Can you find every line in the records below that contains the word "lionfish" and copy each of those lines out in full?

Entries on locating named things:
** Begin **

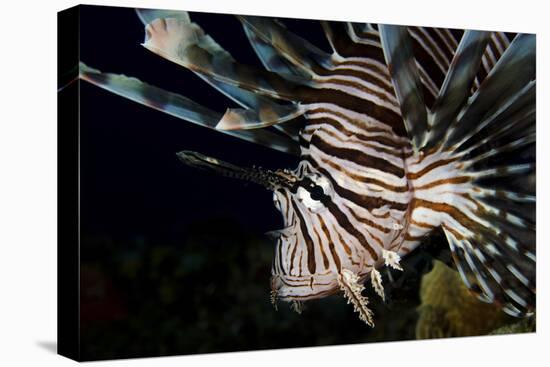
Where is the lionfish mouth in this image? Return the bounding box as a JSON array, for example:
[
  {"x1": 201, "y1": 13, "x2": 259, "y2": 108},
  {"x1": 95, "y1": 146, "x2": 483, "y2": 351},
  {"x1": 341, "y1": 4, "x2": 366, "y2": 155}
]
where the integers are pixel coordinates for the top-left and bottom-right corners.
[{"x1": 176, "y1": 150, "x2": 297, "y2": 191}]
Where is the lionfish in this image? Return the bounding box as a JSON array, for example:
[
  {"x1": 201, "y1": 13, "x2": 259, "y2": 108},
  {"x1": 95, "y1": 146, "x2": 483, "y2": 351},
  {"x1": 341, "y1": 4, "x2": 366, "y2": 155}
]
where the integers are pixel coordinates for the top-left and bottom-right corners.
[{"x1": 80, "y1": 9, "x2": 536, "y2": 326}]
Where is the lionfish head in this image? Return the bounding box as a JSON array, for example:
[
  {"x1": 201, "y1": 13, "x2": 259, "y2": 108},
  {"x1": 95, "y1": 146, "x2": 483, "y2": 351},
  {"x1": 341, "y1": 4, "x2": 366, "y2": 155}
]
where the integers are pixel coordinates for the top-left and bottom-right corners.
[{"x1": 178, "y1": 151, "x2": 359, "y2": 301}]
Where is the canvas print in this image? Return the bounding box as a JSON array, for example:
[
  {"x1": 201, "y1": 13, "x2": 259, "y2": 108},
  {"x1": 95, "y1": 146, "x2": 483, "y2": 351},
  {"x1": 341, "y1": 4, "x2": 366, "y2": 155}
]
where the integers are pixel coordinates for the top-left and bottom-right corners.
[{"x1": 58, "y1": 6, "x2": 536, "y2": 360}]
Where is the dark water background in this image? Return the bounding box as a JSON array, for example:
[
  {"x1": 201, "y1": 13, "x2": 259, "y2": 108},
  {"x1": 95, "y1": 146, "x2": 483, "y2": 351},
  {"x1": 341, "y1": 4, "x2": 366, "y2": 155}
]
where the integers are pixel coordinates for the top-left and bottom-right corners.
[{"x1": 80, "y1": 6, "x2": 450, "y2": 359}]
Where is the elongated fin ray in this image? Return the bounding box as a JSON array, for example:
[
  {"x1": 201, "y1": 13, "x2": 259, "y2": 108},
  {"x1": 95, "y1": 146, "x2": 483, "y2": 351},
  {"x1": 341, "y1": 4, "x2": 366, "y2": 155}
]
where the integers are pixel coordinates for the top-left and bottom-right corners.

** End **

(Final result)
Where is the lionfish mouth in this image? Return the bounding box as a JSON array, for example:
Where is the lionfish in this image? Return the bounding box as a JSON array, for example:
Where is the lionfish head in this image? Return the bounding box as a JSON array, for example:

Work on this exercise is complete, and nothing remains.